Instead, Morancy alleged that FHA ignored her mother’s repeated phone calls, voicemails, letters, and attempts to visit them during office hours, when she consistently found them closed and had to leave a note. Morancy said her mother told FHA about Morancy’s hospitalization.
“Being evicted makes me feel as if I’m being punished for having a disability … I am not at fault for having been in the hospital. I don’t know why I am being discriminated against for something that was beyond my control. The result of which, we lost the roof over our heads losing any feeling of safety or security for my children or myself. The pain, helplessness, fear, terror, and anxiety that I carry daily now I wouldn’t wish upon anyone,” Morancy said.
“We lost what I had referred to as our ‘forever home.’ We lost our little community that we had fought so hard to get. We lost memories [and keepsake items] that no amount of money could ever replace,“ like paintings by her grandfather and recordings of her grandmother’s voice.
Even the children lost their personal possessions as well as the sanctity of their home with their mother. The oldest was mature enough to understand what was happening, and the trauma of it all has taken a toll on them, as well as protecting their younger sibling from something he doesn’t quite understand yet. Still, they struggle with separation anxiety when leaving people, places, and things because everything feels impermanent.
The children now live with relatives in Attleboro and attend school there while Morancy lives in Spencer with her mother, in a home too small for both of them.
“Being a parent is the most rewarding, best thing in the world … as a mother it is my job to protect and provide. I feel as if that has been stripped from me as a result of [FHA]; because of this unjust action I have no place to raise my children,” Morancy said.
Subsidized housing is crucially important for disabled low-income people like Morancy. “The goal is to keep people off the streets, not the other way around. It’s shocking, to say the least,” Sneirson said.
FHA Executive Director Doug Bushman did not provide answers or answer public records requests seeking information on how many tenants had been evicted since 2019 or the methods which FHA used to pursue those evictions. Instead, Bushman elected to speak in a more general context.
“The FHA pursues evictions if tenants do not pay their rent and or if they violate other lease provisions. The FHA prides itself on working with the tenants in assisting them with rent repayment agreements or helping them apply for rental assistance payments,” Bushman said.
┄┄┄┄┄┄
[Problems to solve]:
a. Reproduce the part of the eviction report that starts with the words "The children now" and ends after the words "both of them.".
b. According to the eviction report, which feelings does Morancy say she now carries daily? List every one.
┄┄┄┄┄┄
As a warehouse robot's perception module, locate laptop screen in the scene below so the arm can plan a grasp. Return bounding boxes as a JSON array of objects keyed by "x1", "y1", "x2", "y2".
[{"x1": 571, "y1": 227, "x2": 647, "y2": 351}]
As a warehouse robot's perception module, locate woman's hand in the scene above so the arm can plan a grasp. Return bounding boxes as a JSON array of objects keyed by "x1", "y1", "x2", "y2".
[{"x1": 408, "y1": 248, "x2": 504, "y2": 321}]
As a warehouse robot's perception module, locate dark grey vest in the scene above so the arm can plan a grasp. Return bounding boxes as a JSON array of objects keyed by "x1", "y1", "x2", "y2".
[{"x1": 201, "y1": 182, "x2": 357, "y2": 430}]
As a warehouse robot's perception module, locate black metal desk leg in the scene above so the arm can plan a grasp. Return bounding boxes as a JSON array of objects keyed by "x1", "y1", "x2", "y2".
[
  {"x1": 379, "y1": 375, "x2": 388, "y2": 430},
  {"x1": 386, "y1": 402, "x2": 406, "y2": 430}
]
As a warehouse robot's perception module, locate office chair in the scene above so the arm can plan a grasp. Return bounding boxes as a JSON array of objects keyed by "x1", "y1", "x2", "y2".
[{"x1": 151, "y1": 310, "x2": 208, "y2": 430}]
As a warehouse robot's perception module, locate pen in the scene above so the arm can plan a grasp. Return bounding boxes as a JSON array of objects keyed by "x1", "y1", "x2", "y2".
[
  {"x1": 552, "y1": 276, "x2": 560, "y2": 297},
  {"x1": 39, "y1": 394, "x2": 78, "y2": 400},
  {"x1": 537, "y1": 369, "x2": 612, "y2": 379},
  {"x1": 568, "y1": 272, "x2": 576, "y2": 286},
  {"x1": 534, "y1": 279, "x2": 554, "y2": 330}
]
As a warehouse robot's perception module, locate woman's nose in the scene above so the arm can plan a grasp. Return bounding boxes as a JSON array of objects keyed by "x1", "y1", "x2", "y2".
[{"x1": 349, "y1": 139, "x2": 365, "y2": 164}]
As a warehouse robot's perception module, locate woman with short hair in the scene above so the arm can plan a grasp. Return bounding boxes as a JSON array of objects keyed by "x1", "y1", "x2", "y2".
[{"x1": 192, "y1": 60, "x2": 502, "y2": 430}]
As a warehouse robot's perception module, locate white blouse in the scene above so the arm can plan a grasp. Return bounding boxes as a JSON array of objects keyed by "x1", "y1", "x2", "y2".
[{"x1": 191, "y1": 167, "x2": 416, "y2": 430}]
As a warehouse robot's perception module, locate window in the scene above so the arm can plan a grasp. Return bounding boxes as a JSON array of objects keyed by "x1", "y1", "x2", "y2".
┄┄┄┄┄┄
[Answer section]:
a.
The children now live with relatives in Attleboro and attend school there while Morancy lives in Spencer with her mother, in a home too small for both of them.

b.
- pain
- helplessness
- fear
- terror
- anxiety